── Material for the task

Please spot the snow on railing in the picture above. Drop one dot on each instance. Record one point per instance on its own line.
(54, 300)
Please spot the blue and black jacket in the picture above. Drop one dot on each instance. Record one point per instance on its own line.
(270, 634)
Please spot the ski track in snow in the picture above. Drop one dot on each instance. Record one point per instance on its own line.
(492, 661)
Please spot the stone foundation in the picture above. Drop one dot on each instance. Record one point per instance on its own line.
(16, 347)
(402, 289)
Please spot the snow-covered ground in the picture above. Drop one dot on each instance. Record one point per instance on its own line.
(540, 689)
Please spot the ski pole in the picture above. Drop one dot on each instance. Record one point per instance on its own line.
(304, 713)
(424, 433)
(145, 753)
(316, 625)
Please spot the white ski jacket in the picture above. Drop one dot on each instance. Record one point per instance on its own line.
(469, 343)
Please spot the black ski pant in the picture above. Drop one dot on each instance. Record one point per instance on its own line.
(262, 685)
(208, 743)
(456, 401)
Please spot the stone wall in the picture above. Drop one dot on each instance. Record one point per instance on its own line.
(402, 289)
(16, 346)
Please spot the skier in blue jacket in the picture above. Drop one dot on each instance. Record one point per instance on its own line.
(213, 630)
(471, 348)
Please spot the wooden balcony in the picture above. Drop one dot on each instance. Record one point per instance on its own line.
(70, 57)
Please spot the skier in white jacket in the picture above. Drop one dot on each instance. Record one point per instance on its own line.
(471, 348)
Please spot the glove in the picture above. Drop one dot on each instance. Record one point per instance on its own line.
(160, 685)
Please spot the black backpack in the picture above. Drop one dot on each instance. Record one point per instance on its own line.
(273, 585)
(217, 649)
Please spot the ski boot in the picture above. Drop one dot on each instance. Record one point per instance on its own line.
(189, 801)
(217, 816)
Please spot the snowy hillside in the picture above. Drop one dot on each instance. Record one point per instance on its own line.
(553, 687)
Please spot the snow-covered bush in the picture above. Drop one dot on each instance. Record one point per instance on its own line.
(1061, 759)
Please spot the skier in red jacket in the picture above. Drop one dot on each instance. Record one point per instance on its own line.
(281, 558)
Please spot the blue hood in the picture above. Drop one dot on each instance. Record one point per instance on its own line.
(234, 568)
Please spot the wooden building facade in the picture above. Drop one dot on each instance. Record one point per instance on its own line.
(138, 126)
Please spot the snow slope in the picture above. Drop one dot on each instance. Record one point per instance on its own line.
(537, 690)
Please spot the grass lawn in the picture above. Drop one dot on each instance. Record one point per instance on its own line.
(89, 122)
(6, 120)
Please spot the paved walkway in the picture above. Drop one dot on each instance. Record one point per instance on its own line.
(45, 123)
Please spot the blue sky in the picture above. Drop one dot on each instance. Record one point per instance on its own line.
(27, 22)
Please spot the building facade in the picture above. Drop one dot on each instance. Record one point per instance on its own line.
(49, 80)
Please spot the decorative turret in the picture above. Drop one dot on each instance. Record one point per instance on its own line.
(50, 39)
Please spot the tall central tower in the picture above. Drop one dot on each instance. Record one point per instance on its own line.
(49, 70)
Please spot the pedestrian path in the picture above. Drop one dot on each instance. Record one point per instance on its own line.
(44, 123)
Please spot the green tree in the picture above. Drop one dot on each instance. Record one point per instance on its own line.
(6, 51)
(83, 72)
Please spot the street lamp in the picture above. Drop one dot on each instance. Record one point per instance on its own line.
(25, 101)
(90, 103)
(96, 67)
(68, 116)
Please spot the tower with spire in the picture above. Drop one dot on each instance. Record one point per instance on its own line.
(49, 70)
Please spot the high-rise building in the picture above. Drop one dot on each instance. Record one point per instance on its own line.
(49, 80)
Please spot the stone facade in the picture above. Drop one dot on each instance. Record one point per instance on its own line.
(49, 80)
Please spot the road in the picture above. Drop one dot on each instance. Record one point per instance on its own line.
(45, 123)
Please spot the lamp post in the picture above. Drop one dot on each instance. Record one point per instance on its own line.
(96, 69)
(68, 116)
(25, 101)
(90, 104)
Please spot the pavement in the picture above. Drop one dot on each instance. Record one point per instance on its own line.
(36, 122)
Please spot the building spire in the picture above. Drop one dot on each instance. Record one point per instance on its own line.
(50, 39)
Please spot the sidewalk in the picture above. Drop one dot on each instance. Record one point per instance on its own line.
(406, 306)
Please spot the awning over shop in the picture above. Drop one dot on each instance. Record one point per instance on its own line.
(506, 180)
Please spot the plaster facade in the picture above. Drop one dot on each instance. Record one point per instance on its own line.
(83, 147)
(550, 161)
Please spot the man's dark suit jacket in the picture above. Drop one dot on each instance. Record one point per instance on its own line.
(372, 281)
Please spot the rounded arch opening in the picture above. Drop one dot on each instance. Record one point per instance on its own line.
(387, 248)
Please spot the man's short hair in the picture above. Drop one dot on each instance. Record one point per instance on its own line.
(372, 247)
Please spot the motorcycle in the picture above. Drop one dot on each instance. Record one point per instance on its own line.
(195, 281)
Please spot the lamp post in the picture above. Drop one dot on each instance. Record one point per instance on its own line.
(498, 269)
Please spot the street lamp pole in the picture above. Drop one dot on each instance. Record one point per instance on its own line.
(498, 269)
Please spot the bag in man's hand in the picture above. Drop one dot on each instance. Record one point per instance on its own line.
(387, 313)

────

Requirement → Every single line of the data above must be set down again exactly.

Result for this exercise →
Please spot the snow on railing in the picture above. Drop one dot on each instance. Record one point per instance on its own line.
(54, 300)
Please spot the blue and black jacket in the picture above. Drop one dot on each instance. Record one point per instance on its own line.
(270, 634)
Please spot the ski track in snow in the picture above. Drop one dot on each instance. Record one point per instance on its own line.
(492, 661)
Please spot the stone foundation in the picture above. Drop one dot on each instance. Record one point per instance on its own line.
(16, 347)
(402, 289)
Please spot the snow-covered ground in the picture above. Drop one dot on each instance. Record one point per instance on its own line.
(540, 689)
Please spot the ski pole in the picture above. Drop one dot on each instance. Record one point per instance on its own line.
(304, 713)
(424, 433)
(145, 753)
(316, 625)
Please spot the white ski jacket in the picture above. Drop one dot on each instance. Record one point per instance on its own line.
(469, 343)
Please spot the black ski pant in the picture above. Drop one dot on each instance. Record one point per instance on its own line.
(262, 685)
(208, 743)
(456, 401)
Please spot the stone wall in the picture above. Drop one dot on each instance. Record one point per instance on its own line.
(402, 289)
(16, 346)
Please spot the skier in blue jacket in the picture above. Drop one dot on each instance. Record one point per instance on its own line.
(213, 630)
(471, 348)
Please spot the wooden balcony in the picture above. Drop one dot on each instance. Record one point per instance on its own line.
(70, 57)
Please spot the skier in white jacket in the picture above. Drop one dot on each instance. Record one point per instance on its own line.
(471, 348)
Please spot the glove in the picture above. Drop one dot on each instance. Record one point per instance on its own line.
(160, 685)
Please spot the black backpack in the picture above. Drop one dot on each instance. Record one point per instance on its own line.
(273, 585)
(217, 649)
Please spot the ski boot in the picture above. Drop one dot on each instance. Record one point per instance on its own line.
(189, 801)
(217, 816)
Please spot the snowy hillside in the picture above. Drop one dot on each instance. Record one point per instance on its own line.
(553, 687)
Please spot the snow-covered bush in the picture above. Drop one dot on each instance. Record one point per instance on its own line.
(1061, 759)
Please spot the skier in red jacket in the picture above. Drop one dot on each instance. Record one point per instance on its own line.
(281, 558)
Please spot the blue hood in the picture above. Drop one dot on each instance. Record one point per instance on its own line.
(234, 568)
Please spot the wooden building facade in the picture above. Drop one dot on each instance. Record one point per instance on its own line.
(138, 126)
Please spot the snow slope in the picture above. Drop one dot on each instance. Record one point per instance on its own line.
(537, 690)
Please spot the grass lawn in the picture above. Drop one dot on each instance. Record one point per instance on its own line.
(89, 122)
(6, 120)
Please spot the paved walkway in the picture above. Drop one dot on each instance. Record one point per instance on its own line.
(45, 123)
Please spot the blue sky in the picture above. Drop one dot on each instance. Record one point per instance on its own line.
(27, 22)
Please spot the building facade in the picture above. Drop one dot on each instance. Record one point per instance on its own line.
(49, 80)
Please spot the decorative turret in the picture above. Drop one dot on each instance. Record one point per instance on its own line.
(50, 39)
Please spot the tall central tower in the picture above. Drop one dot on each instance. Record one point per instance on its own line.
(49, 70)
Please spot the pedestrian path in the picture above. Drop one dot on each instance. Record one point per instance on its own line.
(44, 123)
Please spot the green tree in the picture above. Drop one dot on each instance. Record one point per instance on its own line.
(6, 51)
(83, 72)
Please spot the street lamp in the picture above. Drop one dot on each instance. Record one point per instance on its own line.
(25, 101)
(90, 103)
(96, 67)
(68, 116)
Please spot the tower with spire in the picture above. Drop one dot on each instance. Record one point per instance on its own line.
(49, 70)
Please spot the high-rise building in the picture above. Drop one dot on each instance. Record one point per instance on its own line.
(49, 80)
Please spot the stone facade in the picture above. Drop one dot on each instance. Record one point per instance on its own line.
(49, 80)
Please spot the road in the picture above. Drop one dot on each instance. Record one point per instance on its own line.
(45, 123)
Please spot the lamp post in the picture above. Drop one dot on each instance. Record one point per instance on its own line.
(96, 69)
(68, 116)
(25, 101)
(90, 104)
Please spot the pavement in the picture above. Drop one dot on each instance. Record one point per instance on its own line.
(36, 122)
Please spot the building spire in the picture above. Drop one dot on each instance. Record one point per instance on its own line.
(50, 39)
Please spot the sidewalk in the picture above. Drop one dot on each instance. Record one point per instance on its own line.
(406, 306)
Please spot the awning over shop in the picture above. Drop one dot on each instance. Record one point per instance on its own line.
(506, 180)
Please spot the plaster facade in the picture above. Drop one dot on each instance. Record one point per instance on its own line.
(83, 147)
(550, 161)
Please spot the man's dark suit jacket in the picture above. Drop one dot on each instance. Record one point per instance on its own line.
(372, 281)
Please spot the rounded arch opening in the picture above. Drop one dot on each instance. Record one point per instance on its own line.
(387, 248)
Please spot the man's short hair in the picture above. Drop one dot on each instance. Record one point per instance on its own line.
(372, 247)
Please spot the motorcycle in the picture above. Drop one dot on each instance. Record one point per instance on its own line.
(195, 281)
Please spot the lamp post in the picture above. Drop one dot on each instance. Record one point per instance on its own line.
(498, 269)
Please spot the street lamp pole in the picture above. Drop one dot on each instance. Record one point per instance on its own line.
(498, 269)
Please spot the bag in man's hand in the picture above. Drop one dot on each instance. Record one point per instance on its own line.
(387, 313)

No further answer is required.